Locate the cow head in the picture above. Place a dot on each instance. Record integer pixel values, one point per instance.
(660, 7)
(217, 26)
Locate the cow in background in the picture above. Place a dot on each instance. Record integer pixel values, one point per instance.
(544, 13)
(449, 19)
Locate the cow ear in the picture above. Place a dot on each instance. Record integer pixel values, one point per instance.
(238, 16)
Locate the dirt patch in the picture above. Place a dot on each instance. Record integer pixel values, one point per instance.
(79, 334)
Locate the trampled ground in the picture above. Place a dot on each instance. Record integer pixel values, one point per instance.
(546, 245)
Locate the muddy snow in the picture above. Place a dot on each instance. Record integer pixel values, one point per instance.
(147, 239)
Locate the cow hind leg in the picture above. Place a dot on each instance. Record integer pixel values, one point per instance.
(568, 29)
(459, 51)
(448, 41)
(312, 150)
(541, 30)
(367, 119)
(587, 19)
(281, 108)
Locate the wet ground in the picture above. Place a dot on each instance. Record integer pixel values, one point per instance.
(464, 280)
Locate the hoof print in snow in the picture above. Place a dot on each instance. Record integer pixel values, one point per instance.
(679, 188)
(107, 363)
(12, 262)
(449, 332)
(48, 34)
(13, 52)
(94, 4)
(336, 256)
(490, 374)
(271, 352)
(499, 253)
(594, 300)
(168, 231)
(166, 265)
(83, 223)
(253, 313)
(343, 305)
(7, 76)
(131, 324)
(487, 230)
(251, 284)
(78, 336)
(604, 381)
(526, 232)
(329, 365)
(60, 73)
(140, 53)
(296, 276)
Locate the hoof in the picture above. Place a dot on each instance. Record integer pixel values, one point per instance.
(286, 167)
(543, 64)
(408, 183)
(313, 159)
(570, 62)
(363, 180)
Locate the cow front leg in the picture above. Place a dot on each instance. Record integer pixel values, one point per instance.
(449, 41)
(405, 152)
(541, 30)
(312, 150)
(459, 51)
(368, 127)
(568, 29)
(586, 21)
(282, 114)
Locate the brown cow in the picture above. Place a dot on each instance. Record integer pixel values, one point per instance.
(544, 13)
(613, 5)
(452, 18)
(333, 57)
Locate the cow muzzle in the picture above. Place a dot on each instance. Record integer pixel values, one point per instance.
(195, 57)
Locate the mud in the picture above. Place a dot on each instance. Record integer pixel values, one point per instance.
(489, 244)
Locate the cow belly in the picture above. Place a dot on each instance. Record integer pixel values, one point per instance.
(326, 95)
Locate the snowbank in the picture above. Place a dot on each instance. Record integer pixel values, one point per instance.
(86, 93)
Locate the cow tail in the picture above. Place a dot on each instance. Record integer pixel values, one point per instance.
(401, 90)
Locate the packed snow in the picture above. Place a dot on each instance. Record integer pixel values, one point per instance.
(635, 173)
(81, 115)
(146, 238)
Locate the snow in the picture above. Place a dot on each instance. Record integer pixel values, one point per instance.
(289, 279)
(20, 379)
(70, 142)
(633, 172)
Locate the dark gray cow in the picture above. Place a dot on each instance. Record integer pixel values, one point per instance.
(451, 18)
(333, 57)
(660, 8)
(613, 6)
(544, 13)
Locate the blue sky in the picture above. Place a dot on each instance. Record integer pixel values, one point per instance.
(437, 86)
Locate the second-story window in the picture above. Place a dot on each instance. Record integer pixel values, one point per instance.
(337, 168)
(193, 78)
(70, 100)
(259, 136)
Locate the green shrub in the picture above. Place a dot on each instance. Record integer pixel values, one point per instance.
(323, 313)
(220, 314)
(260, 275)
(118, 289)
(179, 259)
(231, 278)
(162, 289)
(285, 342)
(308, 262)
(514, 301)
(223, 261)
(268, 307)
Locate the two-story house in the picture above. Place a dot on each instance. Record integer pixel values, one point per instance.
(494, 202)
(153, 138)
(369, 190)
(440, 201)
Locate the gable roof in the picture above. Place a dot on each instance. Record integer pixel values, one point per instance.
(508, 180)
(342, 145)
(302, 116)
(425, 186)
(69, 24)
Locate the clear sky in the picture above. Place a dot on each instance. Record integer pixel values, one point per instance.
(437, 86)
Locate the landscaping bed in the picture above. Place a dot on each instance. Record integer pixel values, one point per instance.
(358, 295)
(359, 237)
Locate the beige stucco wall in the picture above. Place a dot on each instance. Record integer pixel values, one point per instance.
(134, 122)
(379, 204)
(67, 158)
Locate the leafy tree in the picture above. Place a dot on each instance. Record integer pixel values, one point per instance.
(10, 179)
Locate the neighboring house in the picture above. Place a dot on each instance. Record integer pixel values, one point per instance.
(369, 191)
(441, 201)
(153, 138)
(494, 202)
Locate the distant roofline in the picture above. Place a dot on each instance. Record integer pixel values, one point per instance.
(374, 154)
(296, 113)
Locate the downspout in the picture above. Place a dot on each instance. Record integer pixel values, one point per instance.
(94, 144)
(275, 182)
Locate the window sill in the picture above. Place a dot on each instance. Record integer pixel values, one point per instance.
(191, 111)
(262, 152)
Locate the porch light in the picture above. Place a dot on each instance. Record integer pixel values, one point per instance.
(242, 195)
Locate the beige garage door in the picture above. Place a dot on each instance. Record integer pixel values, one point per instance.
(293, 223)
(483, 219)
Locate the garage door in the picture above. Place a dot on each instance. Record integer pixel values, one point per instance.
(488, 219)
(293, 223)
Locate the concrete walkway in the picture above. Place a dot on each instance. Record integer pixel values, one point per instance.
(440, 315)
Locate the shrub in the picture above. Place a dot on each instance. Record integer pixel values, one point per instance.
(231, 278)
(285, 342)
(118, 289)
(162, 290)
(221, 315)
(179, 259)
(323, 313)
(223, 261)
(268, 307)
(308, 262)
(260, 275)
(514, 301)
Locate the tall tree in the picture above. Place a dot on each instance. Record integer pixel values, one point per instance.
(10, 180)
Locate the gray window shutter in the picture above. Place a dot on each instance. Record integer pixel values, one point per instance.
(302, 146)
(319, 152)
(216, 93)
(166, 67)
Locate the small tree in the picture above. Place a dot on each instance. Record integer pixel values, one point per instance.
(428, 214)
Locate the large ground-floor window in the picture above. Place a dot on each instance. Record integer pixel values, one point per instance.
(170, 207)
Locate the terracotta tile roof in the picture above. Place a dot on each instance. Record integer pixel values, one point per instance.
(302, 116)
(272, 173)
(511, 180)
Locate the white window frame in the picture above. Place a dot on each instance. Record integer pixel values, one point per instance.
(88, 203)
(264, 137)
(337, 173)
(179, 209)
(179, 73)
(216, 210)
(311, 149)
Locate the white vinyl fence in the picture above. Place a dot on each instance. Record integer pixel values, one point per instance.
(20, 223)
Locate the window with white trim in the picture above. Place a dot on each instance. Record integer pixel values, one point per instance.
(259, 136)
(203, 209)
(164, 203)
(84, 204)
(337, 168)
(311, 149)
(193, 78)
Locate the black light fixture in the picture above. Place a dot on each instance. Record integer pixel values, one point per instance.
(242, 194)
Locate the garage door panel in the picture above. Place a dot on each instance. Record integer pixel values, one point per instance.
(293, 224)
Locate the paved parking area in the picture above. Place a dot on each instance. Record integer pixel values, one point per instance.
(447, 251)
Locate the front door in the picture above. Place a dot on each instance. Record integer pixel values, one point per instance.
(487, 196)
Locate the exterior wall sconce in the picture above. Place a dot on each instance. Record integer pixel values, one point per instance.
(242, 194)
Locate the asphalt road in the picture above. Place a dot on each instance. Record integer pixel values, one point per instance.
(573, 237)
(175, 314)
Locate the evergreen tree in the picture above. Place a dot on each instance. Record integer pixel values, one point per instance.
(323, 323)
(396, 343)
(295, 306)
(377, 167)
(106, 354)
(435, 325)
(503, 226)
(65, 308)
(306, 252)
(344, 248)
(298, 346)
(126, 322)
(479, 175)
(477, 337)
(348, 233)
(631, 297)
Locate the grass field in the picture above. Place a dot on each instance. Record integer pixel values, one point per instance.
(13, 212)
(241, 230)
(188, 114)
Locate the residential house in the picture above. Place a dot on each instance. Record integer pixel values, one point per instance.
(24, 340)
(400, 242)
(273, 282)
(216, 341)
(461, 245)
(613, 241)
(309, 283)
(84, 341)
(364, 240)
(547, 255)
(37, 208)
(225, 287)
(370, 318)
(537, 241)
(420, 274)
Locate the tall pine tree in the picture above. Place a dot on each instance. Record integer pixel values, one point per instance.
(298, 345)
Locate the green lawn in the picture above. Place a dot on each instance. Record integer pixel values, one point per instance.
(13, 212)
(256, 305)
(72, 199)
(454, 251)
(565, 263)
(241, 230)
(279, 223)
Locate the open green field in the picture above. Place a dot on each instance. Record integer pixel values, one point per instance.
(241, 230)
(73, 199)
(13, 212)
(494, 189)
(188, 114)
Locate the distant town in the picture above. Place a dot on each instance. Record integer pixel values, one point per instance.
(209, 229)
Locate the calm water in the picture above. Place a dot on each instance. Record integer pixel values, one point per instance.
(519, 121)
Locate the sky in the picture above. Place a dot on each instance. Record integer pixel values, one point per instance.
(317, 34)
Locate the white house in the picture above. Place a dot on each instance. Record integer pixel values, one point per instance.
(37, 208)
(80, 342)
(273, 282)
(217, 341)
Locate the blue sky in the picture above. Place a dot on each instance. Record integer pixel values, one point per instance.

*Prompt*: Could you rewrite the stretch from the line containing "Locate the open" through the end of the data, switching "Place a dot" to "Put a mark" and keeping everything else the same?

*Task solution*:
Locate the open green field in the picture above. Put a mark on each instance. Record integer pixel values, one point per instance.
(241, 230)
(73, 199)
(13, 212)
(494, 189)
(188, 114)
Locate the distant town in the picture above. Put a mark on each instance. Record integer pixel values, one point per instance.
(209, 229)
Locate the calm water in the picture above. Put a mark on each instance. Record integer pixel values, one point per instance.
(519, 121)
Locate the sky in the picture above. Put a mark on each instance. Record integer pixel values, one point per instance.
(317, 34)
Locate the white house in the picture above. Put a mark on each instance. Record integer pixel values, one point per instance.
(37, 208)
(80, 342)
(273, 282)
(217, 341)
Locate the blue sky in the picture above. Put a mark on each instance. Record integer pixel values, one point per instance.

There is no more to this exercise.